Rafael COELHO
← Writing

DECEMBER 3, 2025

Enterprise MLOps platform — production Kubernetes infrastructure with full CI/CD, GitOps, and workflow orchestration

Production-grade MLOps platform on Kubernetes — Terraform, k3d, GitLab, ArgoCD, Apache Airflow, MinIO, Rancher — with end-to-end IaC, GitOps continuous delivery, and DAG-orchestrated ML pipelines. Validated against a Real-Time ML project.

#kubernetes #mlops #terraform #argocd #airflow #gitops #cicd

Executive summary

This is the design and implementation of a production-grade MLOps platform on Kubernetes — integrating modern cloud-native technologies for end-to-end CI/CD pipelines, GitOps deployments, and scalable workflow orchestration.

It’s a significant evolution from the earlier local k3d cluster setup post: the source isn’t public this time (it’s a personal platform powering real production work), so this writeup focuses on how it was built and what it delivers rather than walking through config files line by line.

(Excerpts from a point labeling dataset)
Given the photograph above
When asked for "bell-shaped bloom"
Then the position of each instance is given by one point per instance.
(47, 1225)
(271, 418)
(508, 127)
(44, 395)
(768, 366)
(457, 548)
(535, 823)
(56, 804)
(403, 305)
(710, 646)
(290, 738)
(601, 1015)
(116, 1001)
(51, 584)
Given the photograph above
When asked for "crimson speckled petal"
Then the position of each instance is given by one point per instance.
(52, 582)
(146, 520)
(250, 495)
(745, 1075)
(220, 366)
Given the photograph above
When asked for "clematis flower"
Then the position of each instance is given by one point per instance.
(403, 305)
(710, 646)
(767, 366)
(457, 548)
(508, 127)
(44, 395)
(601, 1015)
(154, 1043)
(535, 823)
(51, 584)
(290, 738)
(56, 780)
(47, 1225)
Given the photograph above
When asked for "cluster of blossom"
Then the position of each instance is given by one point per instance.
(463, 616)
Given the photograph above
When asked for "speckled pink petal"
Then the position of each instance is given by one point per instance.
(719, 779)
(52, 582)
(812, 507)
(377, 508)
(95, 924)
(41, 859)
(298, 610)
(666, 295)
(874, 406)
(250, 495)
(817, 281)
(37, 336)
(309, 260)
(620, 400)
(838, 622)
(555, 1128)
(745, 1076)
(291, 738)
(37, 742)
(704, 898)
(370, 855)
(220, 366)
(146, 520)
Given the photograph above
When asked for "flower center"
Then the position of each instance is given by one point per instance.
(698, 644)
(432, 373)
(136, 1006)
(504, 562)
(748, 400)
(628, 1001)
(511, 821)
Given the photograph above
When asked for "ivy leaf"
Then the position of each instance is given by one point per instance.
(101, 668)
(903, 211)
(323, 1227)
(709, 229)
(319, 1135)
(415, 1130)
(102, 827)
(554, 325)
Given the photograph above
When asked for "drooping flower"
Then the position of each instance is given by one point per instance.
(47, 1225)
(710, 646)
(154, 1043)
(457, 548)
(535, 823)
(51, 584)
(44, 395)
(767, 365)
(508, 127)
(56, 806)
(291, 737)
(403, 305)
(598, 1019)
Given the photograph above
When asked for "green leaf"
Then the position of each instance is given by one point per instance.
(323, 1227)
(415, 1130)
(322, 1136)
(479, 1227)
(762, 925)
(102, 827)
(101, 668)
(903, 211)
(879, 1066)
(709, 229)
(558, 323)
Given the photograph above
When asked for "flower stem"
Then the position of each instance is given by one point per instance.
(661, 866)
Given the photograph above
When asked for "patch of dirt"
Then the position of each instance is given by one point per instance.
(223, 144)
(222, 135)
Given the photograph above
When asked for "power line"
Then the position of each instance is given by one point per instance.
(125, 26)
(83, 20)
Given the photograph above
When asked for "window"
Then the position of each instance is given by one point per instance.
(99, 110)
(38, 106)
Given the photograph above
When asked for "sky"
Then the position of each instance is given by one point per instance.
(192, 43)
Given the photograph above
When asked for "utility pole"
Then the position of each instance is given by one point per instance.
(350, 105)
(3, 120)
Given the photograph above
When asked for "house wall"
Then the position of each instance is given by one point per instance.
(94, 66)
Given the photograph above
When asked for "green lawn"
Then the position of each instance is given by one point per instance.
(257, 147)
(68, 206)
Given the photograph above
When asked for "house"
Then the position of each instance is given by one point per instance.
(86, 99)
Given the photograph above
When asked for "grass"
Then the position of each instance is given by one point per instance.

# [Do this]
Copy out the MLOps platform post in full, word for word.

# [Result of this exercise]
Rafael COELHO
← Writing

DECEMBER 3, 2025

Enterprise MLOps platform — production Kubernetes infrastructure with full CI/CD, GitOps, and workflow orchestration

Production-grade MLOps platform on Kubernetes — Terraform, k3d, GitLab, ArgoCD, Apache Airflow, MinIO, Rancher — with end-to-end IaC, GitOps continuous delivery, and DAG-orchestrated ML pipelines. Validated against a Real-Time ML project.

#kubernetes #mlops #terraform #argocd #airflow #gitops #cicd

Executive summary

This is the design and implementation of a production-grade MLOps platform on Kubernetes — integrating modern cloud-native technologies for end-to-end CI/CD pipelines, GitOps deployments, and scalable workflow orchestration.

It’s a significant evolution from the earlier local k3d cluster setup post: the source isn’t public this time (it’s a personal platform powering real production work), so this writeup focuses on how it was built and what it delivers rather than walking through config files line by line.